DATA EXCERPTS start

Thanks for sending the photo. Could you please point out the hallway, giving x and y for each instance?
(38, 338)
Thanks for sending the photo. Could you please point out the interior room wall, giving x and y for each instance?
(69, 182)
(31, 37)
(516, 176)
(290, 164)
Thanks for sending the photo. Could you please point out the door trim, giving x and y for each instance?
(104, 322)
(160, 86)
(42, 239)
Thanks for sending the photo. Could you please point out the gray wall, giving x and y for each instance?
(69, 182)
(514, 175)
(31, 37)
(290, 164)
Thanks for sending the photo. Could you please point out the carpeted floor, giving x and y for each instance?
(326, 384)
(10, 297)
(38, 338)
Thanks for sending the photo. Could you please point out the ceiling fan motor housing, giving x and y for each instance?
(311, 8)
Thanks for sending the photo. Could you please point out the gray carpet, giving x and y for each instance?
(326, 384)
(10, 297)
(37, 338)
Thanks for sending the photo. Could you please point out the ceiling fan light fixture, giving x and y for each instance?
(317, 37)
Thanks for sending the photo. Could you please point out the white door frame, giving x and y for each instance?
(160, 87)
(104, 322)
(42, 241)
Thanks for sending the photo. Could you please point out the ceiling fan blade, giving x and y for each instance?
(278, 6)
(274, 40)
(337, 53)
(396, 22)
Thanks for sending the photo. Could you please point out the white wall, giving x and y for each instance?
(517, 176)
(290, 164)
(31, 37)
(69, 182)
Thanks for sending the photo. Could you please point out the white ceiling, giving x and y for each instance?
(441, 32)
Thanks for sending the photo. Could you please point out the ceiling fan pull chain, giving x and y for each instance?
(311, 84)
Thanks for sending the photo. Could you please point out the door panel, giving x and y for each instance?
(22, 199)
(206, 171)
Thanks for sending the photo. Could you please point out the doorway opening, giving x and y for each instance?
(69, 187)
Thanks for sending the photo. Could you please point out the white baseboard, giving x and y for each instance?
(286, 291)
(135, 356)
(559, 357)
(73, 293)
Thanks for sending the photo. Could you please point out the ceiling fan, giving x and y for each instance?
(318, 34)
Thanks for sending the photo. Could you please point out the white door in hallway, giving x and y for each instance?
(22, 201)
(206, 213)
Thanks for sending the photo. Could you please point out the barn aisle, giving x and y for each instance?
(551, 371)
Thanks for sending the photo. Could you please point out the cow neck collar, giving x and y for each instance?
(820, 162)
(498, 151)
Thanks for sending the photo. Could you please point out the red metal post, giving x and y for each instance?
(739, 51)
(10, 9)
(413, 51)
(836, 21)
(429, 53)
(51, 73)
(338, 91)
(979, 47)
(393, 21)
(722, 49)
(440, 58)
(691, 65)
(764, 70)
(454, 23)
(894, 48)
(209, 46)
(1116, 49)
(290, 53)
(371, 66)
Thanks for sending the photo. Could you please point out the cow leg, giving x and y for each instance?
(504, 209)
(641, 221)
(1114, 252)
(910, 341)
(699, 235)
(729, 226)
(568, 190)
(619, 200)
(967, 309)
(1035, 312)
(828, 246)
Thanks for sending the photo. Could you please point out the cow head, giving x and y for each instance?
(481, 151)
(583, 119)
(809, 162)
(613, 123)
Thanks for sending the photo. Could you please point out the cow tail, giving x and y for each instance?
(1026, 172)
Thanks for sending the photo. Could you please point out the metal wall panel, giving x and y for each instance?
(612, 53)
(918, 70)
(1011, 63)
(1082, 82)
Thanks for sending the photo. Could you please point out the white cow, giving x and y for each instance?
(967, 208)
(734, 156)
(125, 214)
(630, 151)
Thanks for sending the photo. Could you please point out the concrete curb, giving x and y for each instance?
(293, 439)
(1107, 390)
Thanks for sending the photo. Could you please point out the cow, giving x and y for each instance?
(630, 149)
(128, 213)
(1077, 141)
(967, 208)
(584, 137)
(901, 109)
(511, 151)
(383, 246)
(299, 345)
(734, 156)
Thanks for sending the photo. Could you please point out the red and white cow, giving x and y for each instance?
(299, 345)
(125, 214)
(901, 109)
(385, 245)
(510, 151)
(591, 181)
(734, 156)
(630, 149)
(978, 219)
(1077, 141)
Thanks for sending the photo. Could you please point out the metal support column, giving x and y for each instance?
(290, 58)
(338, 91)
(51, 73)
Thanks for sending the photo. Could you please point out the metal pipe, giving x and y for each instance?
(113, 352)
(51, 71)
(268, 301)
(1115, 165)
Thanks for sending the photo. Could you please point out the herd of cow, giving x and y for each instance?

DATA EXCERPTS end

● **INSTRUCTION**
Rescale the part of the entries that opens with the line containing "post, giving x and y for each instance?" and closes with the line containing "(1107, 390)", both lines included. Reproduce every line of that part, request lines too, but multiply each x and y coordinate in the answers by 0.65 and round to whole numbers, with halves going up.

● **OUTPUT FOR THIS TASK**
Thanks for sending the photo. Could you please point out the red metal post, giving x and y for each instance?
(480, 33)
(7, 6)
(268, 33)
(543, 14)
(279, 34)
(33, 47)
(220, 59)
(636, 31)
(255, 14)
(469, 32)
(286, 38)
(449, 42)
(497, 46)
(295, 15)
(581, 31)
(136, 30)
(725, 32)
(189, 34)
(241, 43)
Thanks for sending the photo. Could you please point out the cow leg, giving x and y for each instance?
(328, 136)
(417, 144)
(724, 164)
(592, 222)
(454, 153)
(474, 147)
(369, 124)
(402, 130)
(629, 201)
(673, 203)
(538, 160)
Thanks for sending the photo. Could you please point out the cow head, giving x and y for each instance?
(313, 98)
(379, 77)
(526, 105)
(398, 80)
Thanks for sending the photo. Could you please point out the cow tail, giving x and y for each instance?
(667, 112)
Thanks for sending the photo. Could you please point out the metal wall panel, giving x and y for each instance?
(398, 34)
(597, 46)
(657, 41)
(703, 53)
Thanks for sending the photo. Could you please point out the white cow, giving x and y for each instance?
(629, 135)
(477, 101)
(81, 139)
(410, 98)
Thanks for sending the photo. Could you please point out the concrete curb, giving x and y for each instance?
(190, 285)
(720, 254)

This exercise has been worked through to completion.